— SHORT EXERCISE A —
Reproduce every entry that follows the lease renewal clause word for word, leaving out the picture.

— TEXT SEGMENT —

....

In no event shall the Rent for the Renewal Term be less than the Rent in effect at the expiration of the immediately preceding Term of the Lease. If the Tenant fails to give notice exercising the foregoing option by the date required herein, or if at the time Tenant exercises such option or at commencement of the Renewal Term the Tenant is in default of any term of the Lease, or if the Lease is assigned by Tenant or the Premises is sublet in whole or part in violation of Section 14, then Tenant’s rights and options to renew shall be automatically terminated and of no further force or effect.

....

— DATA FOR THIS TASK —
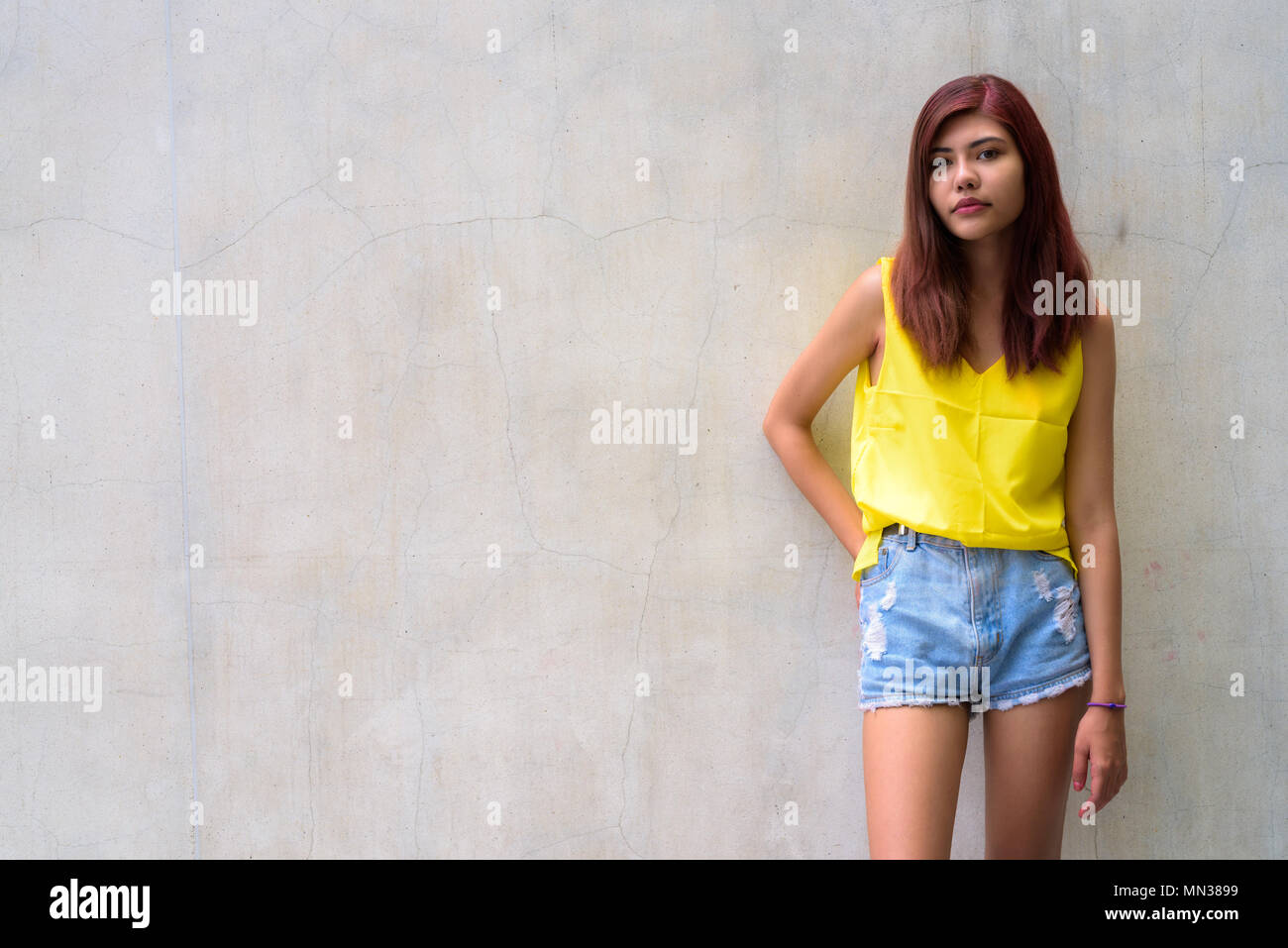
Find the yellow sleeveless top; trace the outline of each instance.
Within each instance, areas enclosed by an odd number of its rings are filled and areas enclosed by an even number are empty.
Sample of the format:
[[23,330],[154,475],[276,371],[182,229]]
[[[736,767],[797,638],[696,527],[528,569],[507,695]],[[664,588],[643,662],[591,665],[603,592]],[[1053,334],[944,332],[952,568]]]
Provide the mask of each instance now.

....

— SHORT EXERCISE B —
According to the lease renewal clause, what is the lowest the Rent for the Renewal Term can be?

— WORKED SOLUTION A —
Find the yellow sleeveless top; trace the outline of each instance.
Within each instance, areas enclosed by an odd number of its rings are filled and areas enclosed by an even number are empty.
Sample of the format:
[[23,330],[154,475],[276,371],[182,229]]
[[[736,767],[797,638],[696,527],[528,569],[507,695]],[[664,588],[643,662],[591,665],[603,592]],[[1053,334],[944,332],[952,568]]]
Provide the mask of each instance now.

— WORKED SOLUTION B —
The Rent in effect at the expiration of the immediately preceding Term of the Lease.